Pull out every line of the material below that contains the string "transmission". Case matters.

▸ **Information provided**
◇ ◇ ◇ ◇

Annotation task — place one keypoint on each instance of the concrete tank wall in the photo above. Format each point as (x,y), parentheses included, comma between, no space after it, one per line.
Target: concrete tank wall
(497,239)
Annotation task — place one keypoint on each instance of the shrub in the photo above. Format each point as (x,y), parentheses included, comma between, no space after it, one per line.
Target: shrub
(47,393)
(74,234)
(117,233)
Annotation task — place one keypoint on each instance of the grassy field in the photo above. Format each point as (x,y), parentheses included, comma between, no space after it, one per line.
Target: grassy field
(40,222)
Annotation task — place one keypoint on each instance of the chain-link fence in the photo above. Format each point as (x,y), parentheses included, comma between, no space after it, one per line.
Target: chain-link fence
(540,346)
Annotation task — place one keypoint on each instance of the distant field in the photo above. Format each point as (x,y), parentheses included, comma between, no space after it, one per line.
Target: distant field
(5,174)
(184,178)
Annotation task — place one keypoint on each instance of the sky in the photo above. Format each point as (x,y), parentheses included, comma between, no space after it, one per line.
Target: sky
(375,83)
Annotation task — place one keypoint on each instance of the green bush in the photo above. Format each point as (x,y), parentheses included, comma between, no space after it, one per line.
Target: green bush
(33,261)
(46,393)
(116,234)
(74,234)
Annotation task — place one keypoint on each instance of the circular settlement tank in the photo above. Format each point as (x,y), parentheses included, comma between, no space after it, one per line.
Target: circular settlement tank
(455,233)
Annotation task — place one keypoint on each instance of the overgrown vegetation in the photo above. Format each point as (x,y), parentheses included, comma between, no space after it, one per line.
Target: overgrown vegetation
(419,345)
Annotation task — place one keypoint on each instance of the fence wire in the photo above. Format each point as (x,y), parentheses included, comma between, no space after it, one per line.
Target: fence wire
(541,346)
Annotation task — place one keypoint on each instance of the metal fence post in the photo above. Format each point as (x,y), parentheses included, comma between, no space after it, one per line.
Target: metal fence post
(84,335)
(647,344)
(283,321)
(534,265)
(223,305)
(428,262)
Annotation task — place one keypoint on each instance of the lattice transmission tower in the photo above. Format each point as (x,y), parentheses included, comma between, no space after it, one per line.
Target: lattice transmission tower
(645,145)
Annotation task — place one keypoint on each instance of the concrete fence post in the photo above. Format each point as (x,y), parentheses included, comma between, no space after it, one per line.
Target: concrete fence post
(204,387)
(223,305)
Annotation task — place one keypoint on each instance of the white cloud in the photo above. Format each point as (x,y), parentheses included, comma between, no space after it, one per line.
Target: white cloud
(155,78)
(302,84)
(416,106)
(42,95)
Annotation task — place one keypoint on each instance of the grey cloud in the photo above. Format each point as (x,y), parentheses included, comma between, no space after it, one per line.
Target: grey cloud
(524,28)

◇ ◇ ◇ ◇

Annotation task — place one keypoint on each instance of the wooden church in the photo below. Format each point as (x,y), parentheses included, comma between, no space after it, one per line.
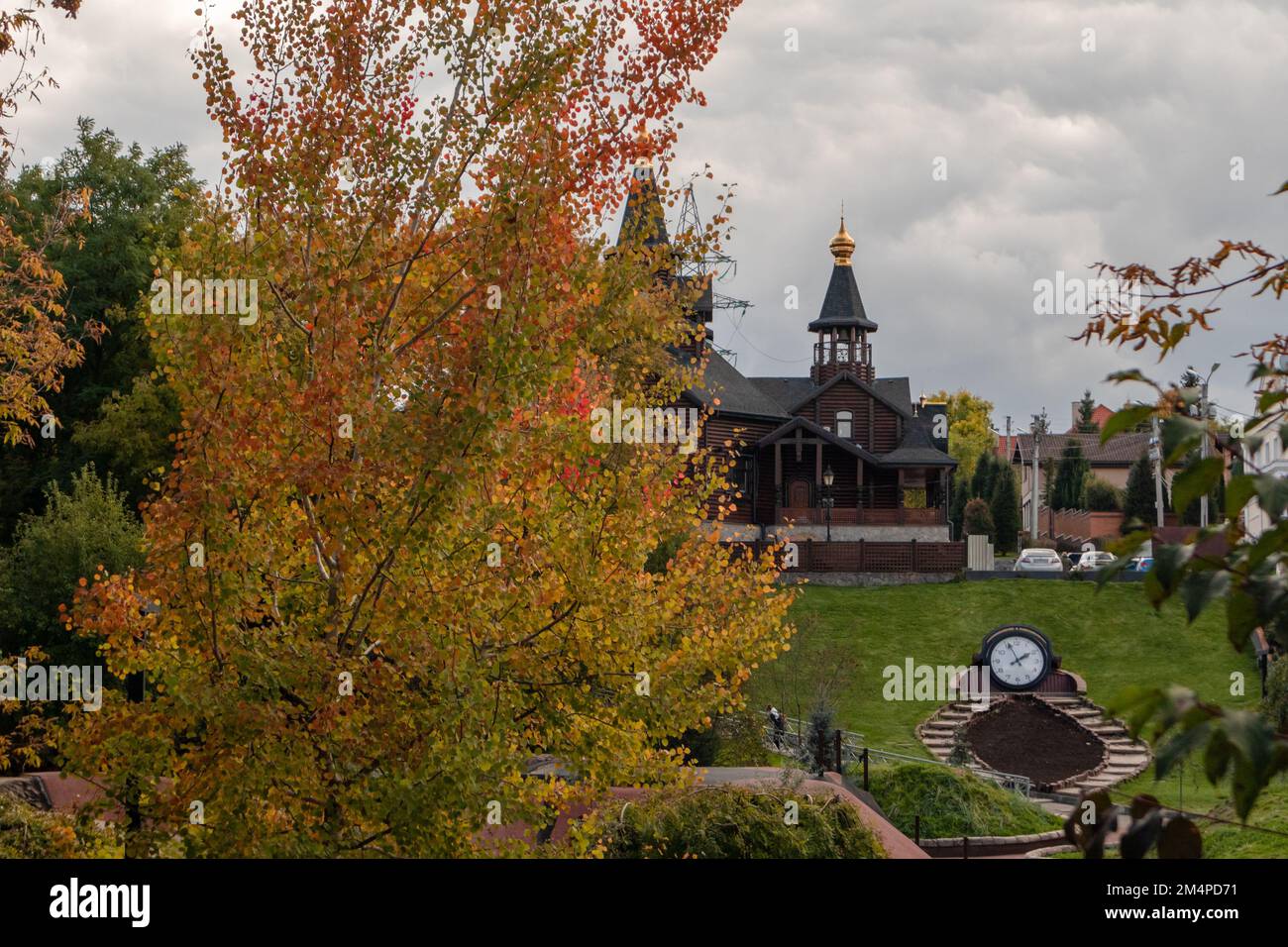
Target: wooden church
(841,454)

◇ ◇ ◇ ◇

▸ **The answer**
Annotation task — place one keypoint on each instance of the lattice transmission tower in the photo above. Format each point as (x,y), parentheses included, comma between, no space after it, one per line.
Target: lattice transmission tower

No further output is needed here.